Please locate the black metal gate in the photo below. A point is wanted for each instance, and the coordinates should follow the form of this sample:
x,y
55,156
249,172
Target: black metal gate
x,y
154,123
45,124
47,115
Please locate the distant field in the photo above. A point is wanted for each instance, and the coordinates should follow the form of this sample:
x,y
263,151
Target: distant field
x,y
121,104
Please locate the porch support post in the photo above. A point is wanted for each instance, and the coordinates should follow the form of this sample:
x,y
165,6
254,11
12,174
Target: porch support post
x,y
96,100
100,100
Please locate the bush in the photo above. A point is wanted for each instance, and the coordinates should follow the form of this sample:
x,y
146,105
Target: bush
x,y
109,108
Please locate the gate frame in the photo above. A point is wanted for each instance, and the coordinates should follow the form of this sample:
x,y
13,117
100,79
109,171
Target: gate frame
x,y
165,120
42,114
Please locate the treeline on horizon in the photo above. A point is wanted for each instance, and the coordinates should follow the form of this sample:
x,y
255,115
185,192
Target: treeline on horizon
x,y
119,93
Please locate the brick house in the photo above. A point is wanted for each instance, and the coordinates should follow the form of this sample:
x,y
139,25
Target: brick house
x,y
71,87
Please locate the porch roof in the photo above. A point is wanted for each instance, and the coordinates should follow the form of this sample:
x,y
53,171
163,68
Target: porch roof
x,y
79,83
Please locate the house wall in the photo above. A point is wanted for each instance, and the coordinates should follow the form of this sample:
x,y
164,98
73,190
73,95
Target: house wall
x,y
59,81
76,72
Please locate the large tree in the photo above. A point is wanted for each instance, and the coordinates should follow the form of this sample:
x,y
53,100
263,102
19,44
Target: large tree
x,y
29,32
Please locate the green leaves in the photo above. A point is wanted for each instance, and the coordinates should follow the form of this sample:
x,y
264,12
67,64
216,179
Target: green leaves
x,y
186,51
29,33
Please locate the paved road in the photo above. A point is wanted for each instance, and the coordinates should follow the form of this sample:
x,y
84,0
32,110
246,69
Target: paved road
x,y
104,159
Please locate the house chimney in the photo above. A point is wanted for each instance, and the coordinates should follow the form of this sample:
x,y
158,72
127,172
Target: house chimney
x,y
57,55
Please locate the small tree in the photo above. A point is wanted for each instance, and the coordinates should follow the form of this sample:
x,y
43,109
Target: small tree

##########

> **TASK PROMPT**
Restate the entire listing verbatim.

> **PROBLEM SOLUTION**
Please locate the black metal gate in the photo below. A point is wanted for each instance, and the coordinates should follow the form of this sample:
x,y
55,156
249,172
Target: black metal gate
x,y
154,123
45,124
47,115
Please locate the distant field in the photo above. A point is wanted for each instance, and the coordinates should follow the form of this sample:
x,y
263,151
Target: distant field
x,y
121,104
Please locate the porch support post in the photo above. A point is wanted for each instance, and the coordinates should follow the form of this sample:
x,y
165,6
254,11
12,174
Target: porch support post
x,y
96,100
100,100
Please locate the bush in the photo above. A point is wanted for each instance, and the coordinates should follow the form of this sample:
x,y
146,105
Target: bush
x,y
109,108
Please locate the gate frame in the photo above. A point is wanted for each instance, and the coordinates should follow the form of this sample:
x,y
13,117
100,79
109,171
Target: gate frame
x,y
165,120
42,114
Please locate the treeline on horizon in the photo above. A point is wanted for each instance, and the coordinates should follow the form of this sample:
x,y
255,115
185,192
Target: treeline on horizon
x,y
119,93
Please locate the brick house in the photo above. A point is wanted for each instance, and the coordinates should follow the form of this sample:
x,y
139,25
Target: brick house
x,y
71,87
Please locate the porch roof in the photo above. A point is wanted for each instance, and the coordinates should follow the form of this sample:
x,y
53,171
163,68
Target: porch roof
x,y
79,83
Please locate the house wall in the photo above. A point is wanted for each instance, and the coordinates should follow the form of this sample:
x,y
164,98
73,190
73,95
Target: house wall
x,y
59,81
76,72
Please locate the large tree in the photo above. A point is wanted for each instance, and the coordinates should follow the form of this sample:
x,y
53,100
263,102
19,44
Target: large tree
x,y
29,32
Please locate the green leaves in the photo above. A point is wanted for each instance, and the coordinates should follow the form of this sample:
x,y
264,12
67,64
216,179
Target: green leaves
x,y
186,51
29,33
Please locate the paved road in the photo above. A point is wanted for each instance, and the coordinates should follow the form of this sample:
x,y
84,0
32,110
246,69
Target: paved road
x,y
104,159
Please locate the house chimney in the photo above. A point is wanted for each instance, and the coordinates should follow the form of this sample:
x,y
158,72
127,172
Target: house chimney
x,y
57,55
Please locate the small tree in the photo above. A point is wanted for each instance, and the coordinates should follow the form of this sample:
x,y
43,109
Target: small tree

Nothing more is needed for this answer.